__Your instructions__:
Output, as a JSON list of strings with one string per line, the part of the records that opens with the line containing "[locate] smiling lips" and continues through the last line of the records, both ends included. Leave out any blank lines.

++++

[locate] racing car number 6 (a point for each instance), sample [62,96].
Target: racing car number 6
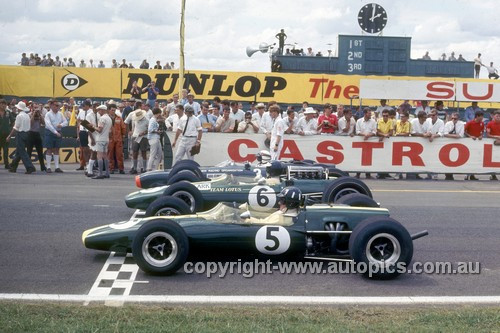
[272,240]
[261,198]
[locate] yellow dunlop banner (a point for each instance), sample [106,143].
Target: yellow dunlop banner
[26,81]
[87,82]
[240,86]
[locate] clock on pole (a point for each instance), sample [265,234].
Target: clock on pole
[372,18]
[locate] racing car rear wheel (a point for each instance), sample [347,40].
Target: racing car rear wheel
[343,186]
[166,206]
[357,200]
[187,175]
[188,193]
[160,247]
[383,244]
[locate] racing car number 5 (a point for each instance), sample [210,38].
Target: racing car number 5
[261,198]
[272,240]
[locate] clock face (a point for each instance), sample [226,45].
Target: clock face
[372,18]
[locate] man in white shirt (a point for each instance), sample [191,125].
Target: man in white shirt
[257,116]
[433,127]
[277,133]
[102,141]
[492,71]
[290,122]
[237,114]
[366,127]
[54,122]
[224,123]
[248,125]
[190,131]
[21,128]
[173,120]
[139,140]
[195,105]
[308,124]
[424,106]
[347,124]
[170,110]
[82,134]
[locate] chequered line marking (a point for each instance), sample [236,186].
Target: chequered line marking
[117,275]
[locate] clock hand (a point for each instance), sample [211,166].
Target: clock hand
[373,13]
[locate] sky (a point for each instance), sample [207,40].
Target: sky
[218,31]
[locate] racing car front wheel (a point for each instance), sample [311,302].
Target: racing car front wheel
[160,247]
[343,186]
[357,200]
[188,193]
[383,245]
[167,206]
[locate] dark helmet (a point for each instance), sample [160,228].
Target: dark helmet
[275,169]
[292,196]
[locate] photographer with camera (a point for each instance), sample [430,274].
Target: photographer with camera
[327,122]
[154,134]
[153,92]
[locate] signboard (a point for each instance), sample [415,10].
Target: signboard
[397,154]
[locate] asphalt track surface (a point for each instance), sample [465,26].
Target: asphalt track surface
[43,216]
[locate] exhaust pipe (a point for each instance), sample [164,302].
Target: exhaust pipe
[419,235]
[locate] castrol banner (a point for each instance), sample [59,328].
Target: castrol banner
[396,154]
[438,89]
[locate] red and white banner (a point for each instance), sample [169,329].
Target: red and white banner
[445,90]
[396,154]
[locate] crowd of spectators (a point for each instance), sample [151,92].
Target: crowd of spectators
[47,61]
[226,116]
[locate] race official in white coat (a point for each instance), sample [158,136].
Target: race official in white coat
[190,131]
[277,133]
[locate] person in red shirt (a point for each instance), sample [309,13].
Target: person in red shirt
[493,131]
[327,122]
[474,129]
[493,128]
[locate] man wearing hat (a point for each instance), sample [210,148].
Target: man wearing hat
[92,118]
[54,122]
[139,140]
[190,129]
[21,128]
[82,134]
[257,116]
[195,105]
[307,125]
[102,139]
[7,120]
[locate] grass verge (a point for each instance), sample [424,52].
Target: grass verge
[47,317]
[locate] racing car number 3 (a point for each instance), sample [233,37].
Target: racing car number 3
[272,240]
[261,198]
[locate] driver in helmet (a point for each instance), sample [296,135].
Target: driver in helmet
[289,202]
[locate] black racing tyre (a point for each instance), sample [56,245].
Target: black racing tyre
[167,206]
[357,200]
[160,247]
[186,167]
[382,243]
[187,162]
[188,193]
[186,175]
[343,186]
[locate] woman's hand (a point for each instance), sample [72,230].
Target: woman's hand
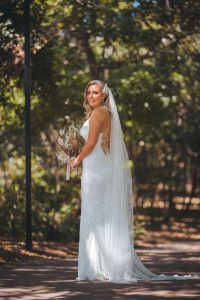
[74,162]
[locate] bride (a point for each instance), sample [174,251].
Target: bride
[106,250]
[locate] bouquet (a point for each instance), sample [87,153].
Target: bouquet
[70,143]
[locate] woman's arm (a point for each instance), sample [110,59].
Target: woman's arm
[96,122]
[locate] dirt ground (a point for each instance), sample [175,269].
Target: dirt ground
[50,271]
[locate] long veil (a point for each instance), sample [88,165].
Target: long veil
[124,264]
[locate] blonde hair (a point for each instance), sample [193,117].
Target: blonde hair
[86,105]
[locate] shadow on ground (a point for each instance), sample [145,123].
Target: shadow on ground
[56,278]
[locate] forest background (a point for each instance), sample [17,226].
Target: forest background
[148,52]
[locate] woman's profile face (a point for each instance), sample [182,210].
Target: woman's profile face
[94,96]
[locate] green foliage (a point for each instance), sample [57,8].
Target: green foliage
[149,55]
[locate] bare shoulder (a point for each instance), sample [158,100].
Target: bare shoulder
[101,111]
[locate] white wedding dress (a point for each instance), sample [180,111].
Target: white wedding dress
[106,250]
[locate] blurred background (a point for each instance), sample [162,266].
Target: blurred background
[148,53]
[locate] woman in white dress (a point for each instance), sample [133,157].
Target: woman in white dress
[106,248]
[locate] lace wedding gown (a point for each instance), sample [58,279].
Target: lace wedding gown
[106,250]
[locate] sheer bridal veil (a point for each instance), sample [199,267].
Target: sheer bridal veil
[124,264]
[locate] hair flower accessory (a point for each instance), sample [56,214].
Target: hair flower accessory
[105,89]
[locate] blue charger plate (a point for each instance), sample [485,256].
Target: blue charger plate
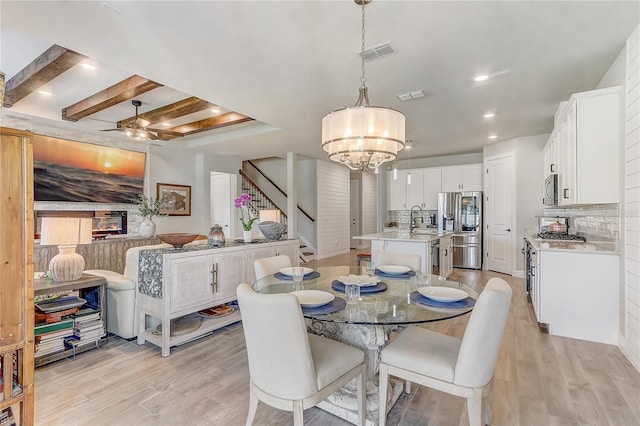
[464,303]
[378,288]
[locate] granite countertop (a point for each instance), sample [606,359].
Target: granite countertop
[403,236]
[599,247]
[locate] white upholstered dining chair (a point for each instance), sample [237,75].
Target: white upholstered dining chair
[459,367]
[289,368]
[412,261]
[270,265]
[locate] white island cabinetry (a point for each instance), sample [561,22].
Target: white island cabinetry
[179,283]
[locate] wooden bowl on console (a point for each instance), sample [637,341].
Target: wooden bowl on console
[177,240]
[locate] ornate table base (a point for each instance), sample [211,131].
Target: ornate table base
[371,339]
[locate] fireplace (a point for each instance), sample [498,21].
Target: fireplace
[105,222]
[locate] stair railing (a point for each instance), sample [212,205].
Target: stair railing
[307,215]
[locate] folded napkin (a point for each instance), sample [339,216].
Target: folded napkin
[335,305]
[405,275]
[378,288]
[464,303]
[310,276]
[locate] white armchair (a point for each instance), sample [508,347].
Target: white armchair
[270,265]
[290,369]
[412,261]
[459,367]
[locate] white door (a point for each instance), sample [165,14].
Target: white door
[353,212]
[223,192]
[499,200]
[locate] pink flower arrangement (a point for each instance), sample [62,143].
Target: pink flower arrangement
[241,203]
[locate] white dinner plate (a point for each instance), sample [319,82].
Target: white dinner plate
[443,294]
[394,269]
[289,271]
[313,298]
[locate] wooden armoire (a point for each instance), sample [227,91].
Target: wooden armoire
[16,277]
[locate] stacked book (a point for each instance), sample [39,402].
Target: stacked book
[88,327]
[50,337]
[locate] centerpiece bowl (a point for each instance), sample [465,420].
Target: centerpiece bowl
[177,240]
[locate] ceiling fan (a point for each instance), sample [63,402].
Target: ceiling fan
[137,129]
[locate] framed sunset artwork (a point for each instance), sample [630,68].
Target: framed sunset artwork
[66,170]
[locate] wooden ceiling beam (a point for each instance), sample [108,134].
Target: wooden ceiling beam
[119,92]
[170,112]
[224,120]
[53,62]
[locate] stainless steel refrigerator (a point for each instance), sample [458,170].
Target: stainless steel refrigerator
[461,212]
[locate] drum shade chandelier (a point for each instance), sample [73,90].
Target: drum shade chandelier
[363,136]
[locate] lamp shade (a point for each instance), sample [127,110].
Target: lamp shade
[363,136]
[65,231]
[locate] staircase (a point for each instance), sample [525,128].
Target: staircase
[260,201]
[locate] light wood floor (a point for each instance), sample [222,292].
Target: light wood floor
[539,380]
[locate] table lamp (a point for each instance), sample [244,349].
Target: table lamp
[269,215]
[66,233]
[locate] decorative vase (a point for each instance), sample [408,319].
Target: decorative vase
[147,228]
[216,236]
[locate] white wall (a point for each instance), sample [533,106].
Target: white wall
[528,190]
[630,341]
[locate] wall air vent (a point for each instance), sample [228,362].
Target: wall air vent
[376,51]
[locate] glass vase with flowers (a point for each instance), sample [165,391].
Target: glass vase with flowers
[242,203]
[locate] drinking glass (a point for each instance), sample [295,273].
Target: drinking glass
[422,279]
[298,275]
[352,293]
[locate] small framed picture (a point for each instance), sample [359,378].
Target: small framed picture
[177,199]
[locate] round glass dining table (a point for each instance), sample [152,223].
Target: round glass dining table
[367,324]
[393,306]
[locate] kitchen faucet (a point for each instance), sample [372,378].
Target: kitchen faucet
[412,225]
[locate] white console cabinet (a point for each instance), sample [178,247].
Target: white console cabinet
[178,283]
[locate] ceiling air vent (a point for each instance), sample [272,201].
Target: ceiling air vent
[411,95]
[376,51]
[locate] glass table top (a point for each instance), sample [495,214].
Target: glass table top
[394,306]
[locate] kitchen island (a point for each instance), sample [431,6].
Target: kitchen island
[433,247]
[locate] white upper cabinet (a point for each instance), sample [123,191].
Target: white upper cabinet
[432,186]
[415,189]
[462,178]
[589,148]
[397,191]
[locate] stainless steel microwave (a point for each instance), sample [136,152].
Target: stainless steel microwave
[551,191]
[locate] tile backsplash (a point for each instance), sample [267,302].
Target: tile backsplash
[595,223]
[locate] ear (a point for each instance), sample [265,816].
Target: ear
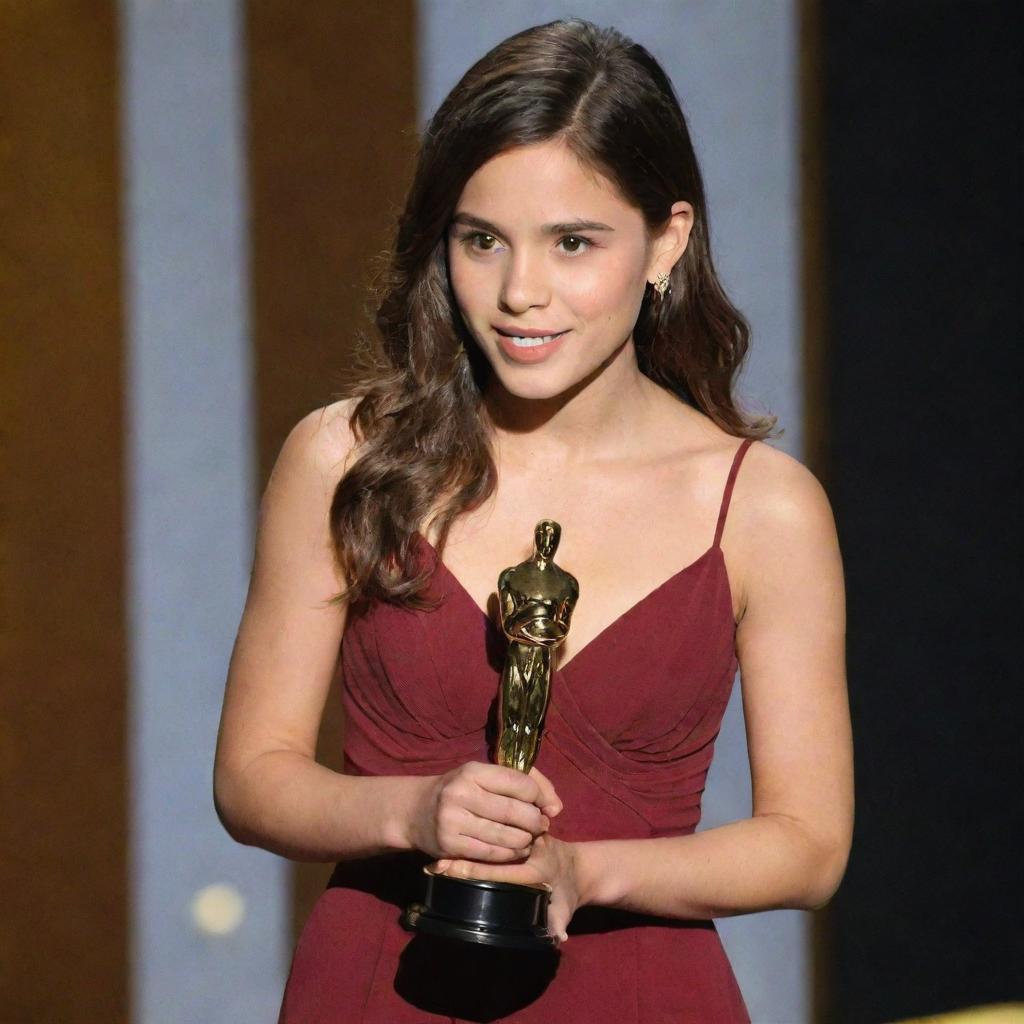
[669,245]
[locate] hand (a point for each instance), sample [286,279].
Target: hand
[552,862]
[483,812]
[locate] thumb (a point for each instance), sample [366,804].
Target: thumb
[548,800]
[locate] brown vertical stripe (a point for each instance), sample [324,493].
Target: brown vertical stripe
[816,421]
[332,122]
[64,680]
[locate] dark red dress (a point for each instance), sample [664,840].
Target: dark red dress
[628,740]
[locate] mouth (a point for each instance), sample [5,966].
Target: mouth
[528,348]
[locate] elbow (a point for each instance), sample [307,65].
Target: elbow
[226,804]
[824,879]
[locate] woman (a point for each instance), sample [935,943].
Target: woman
[553,342]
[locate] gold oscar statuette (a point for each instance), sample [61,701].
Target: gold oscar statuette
[536,600]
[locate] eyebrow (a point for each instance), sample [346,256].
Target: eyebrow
[567,227]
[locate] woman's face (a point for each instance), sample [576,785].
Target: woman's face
[549,265]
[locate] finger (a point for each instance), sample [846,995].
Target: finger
[484,828]
[473,849]
[558,921]
[483,872]
[548,800]
[509,811]
[509,782]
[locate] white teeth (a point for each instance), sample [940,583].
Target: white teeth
[530,342]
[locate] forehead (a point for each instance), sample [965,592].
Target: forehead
[541,183]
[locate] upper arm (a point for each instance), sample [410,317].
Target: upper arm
[791,645]
[287,646]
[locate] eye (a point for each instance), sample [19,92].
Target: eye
[478,242]
[576,243]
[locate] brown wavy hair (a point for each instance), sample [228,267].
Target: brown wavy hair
[423,448]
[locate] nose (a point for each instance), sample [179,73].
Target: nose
[524,284]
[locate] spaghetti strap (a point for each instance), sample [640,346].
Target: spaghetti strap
[736,460]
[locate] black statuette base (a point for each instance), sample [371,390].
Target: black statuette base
[494,913]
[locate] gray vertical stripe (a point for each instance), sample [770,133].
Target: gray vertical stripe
[190,508]
[734,67]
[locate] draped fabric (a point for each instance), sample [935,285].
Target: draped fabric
[629,737]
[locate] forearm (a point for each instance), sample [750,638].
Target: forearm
[288,804]
[761,863]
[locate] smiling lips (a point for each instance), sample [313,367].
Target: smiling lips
[528,346]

++++

__Task answer__:
[
  "[locate] smiling lips (a point for each instance), sample [313,367].",
  "Target: smiling lips",
  "[528,346]"
]